» **Short problem**
Report every line of the items that contains the word "stove", copying each such line in full.

» **Stored records**
= = = =

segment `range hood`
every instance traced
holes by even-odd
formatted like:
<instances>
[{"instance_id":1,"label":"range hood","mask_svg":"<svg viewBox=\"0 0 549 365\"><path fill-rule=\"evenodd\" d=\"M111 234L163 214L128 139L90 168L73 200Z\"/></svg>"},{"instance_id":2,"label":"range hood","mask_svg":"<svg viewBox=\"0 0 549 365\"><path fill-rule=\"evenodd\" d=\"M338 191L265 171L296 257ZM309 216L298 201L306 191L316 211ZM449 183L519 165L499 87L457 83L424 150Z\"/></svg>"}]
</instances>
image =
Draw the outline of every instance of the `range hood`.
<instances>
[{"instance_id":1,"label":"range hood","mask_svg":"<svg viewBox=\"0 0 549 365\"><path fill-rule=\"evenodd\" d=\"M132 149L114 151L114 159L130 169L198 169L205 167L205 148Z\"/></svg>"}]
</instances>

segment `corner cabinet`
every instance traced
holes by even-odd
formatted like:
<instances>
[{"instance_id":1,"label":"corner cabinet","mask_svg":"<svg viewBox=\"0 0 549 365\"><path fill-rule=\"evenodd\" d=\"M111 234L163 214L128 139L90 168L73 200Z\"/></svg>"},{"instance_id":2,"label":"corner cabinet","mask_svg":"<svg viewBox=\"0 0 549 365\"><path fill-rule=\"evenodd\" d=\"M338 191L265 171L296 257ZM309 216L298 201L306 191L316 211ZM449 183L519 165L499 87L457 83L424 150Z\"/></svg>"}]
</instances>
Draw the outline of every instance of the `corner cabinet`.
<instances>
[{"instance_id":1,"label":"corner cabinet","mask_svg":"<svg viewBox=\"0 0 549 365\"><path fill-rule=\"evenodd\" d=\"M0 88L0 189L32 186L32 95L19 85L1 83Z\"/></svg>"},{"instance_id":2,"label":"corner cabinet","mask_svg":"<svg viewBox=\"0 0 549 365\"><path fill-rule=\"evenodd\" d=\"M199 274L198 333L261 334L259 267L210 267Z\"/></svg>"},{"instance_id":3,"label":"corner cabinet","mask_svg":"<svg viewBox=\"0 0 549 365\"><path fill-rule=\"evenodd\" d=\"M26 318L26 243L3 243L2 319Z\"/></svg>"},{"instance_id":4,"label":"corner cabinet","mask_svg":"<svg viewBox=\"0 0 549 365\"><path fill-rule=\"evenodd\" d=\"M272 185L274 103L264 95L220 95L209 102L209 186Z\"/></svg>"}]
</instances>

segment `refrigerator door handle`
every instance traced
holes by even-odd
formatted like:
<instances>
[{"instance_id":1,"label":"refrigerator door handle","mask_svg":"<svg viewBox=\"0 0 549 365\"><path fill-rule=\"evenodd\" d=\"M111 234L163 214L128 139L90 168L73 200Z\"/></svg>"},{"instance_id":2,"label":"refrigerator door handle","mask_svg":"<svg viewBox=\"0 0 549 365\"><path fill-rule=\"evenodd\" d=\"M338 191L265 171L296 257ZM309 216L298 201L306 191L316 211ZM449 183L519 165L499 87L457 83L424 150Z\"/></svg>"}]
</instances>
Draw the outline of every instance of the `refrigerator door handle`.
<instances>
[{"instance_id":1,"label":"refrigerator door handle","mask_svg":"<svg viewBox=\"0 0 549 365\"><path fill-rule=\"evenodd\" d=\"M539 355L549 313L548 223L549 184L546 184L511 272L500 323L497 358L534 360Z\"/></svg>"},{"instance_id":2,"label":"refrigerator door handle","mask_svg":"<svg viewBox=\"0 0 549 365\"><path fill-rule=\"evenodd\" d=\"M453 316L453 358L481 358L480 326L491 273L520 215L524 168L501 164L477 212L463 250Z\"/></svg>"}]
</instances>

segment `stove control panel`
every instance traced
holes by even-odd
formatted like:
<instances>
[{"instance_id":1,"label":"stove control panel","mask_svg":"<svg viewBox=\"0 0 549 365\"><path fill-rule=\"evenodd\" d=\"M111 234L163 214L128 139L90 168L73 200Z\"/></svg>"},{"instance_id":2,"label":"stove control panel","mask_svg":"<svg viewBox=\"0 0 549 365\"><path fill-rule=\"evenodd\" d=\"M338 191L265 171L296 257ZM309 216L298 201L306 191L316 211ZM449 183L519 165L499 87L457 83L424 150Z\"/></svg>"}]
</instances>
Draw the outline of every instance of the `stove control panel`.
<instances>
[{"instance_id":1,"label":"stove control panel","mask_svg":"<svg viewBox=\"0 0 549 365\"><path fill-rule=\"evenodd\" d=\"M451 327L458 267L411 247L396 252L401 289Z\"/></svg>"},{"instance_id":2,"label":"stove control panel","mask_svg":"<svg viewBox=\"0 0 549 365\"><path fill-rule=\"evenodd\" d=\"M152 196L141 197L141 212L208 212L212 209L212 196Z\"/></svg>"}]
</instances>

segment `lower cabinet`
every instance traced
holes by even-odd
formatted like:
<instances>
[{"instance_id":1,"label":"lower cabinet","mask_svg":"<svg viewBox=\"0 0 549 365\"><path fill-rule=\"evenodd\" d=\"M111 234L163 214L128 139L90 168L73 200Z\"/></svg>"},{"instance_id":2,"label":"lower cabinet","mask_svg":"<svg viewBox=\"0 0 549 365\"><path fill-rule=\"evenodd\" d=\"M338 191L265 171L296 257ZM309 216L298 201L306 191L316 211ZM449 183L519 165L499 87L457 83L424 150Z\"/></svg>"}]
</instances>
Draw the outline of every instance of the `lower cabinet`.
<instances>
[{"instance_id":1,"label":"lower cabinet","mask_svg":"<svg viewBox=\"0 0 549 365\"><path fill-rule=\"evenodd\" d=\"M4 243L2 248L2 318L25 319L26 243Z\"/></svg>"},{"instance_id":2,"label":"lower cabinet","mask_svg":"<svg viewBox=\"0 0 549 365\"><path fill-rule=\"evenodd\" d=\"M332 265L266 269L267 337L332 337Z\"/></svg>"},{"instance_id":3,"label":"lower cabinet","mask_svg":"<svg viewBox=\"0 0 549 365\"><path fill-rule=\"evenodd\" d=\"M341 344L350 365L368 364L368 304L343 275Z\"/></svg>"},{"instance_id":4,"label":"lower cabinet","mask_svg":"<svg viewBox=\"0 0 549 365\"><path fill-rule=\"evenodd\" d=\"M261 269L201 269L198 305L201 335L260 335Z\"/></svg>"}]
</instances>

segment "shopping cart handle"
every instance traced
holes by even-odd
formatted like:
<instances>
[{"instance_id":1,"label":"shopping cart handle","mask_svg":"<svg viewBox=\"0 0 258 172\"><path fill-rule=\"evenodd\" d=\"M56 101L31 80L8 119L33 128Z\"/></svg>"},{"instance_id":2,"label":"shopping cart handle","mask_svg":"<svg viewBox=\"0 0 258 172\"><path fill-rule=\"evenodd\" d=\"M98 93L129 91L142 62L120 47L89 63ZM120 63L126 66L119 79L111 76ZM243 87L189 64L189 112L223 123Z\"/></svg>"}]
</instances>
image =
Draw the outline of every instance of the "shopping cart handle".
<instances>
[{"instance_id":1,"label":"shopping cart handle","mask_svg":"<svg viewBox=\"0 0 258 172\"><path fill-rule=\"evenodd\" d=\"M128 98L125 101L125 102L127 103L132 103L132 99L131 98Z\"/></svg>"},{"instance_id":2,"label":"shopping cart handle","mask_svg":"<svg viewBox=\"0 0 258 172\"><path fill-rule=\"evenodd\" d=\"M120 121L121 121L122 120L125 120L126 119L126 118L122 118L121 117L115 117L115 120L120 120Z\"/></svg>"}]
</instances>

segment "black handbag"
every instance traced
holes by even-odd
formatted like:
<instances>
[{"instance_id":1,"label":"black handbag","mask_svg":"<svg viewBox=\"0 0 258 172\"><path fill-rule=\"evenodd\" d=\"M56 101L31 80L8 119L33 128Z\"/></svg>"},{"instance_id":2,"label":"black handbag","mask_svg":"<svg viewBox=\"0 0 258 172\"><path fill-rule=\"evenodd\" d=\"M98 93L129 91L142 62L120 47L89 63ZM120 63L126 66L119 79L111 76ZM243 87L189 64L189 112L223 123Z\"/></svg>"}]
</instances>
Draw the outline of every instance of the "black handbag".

= = = =

» **Result of the task**
segment `stove control panel`
[{"instance_id":1,"label":"stove control panel","mask_svg":"<svg viewBox=\"0 0 549 365\"><path fill-rule=\"evenodd\" d=\"M111 234L163 214L128 139L90 168L73 200Z\"/></svg>"},{"instance_id":2,"label":"stove control panel","mask_svg":"<svg viewBox=\"0 0 549 365\"><path fill-rule=\"evenodd\" d=\"M338 191L265 171L296 257ZM309 216L298 201L306 191L316 211ZM449 183L519 165L499 87L457 83L424 150Z\"/></svg>"}]
Draw the outline of every instance of the `stove control panel`.
[{"instance_id":1,"label":"stove control panel","mask_svg":"<svg viewBox=\"0 0 549 365\"><path fill-rule=\"evenodd\" d=\"M451 327L458 267L411 247L396 252L401 289Z\"/></svg>"},{"instance_id":2,"label":"stove control panel","mask_svg":"<svg viewBox=\"0 0 549 365\"><path fill-rule=\"evenodd\" d=\"M152 196L141 197L141 212L208 212L212 209L212 196Z\"/></svg>"}]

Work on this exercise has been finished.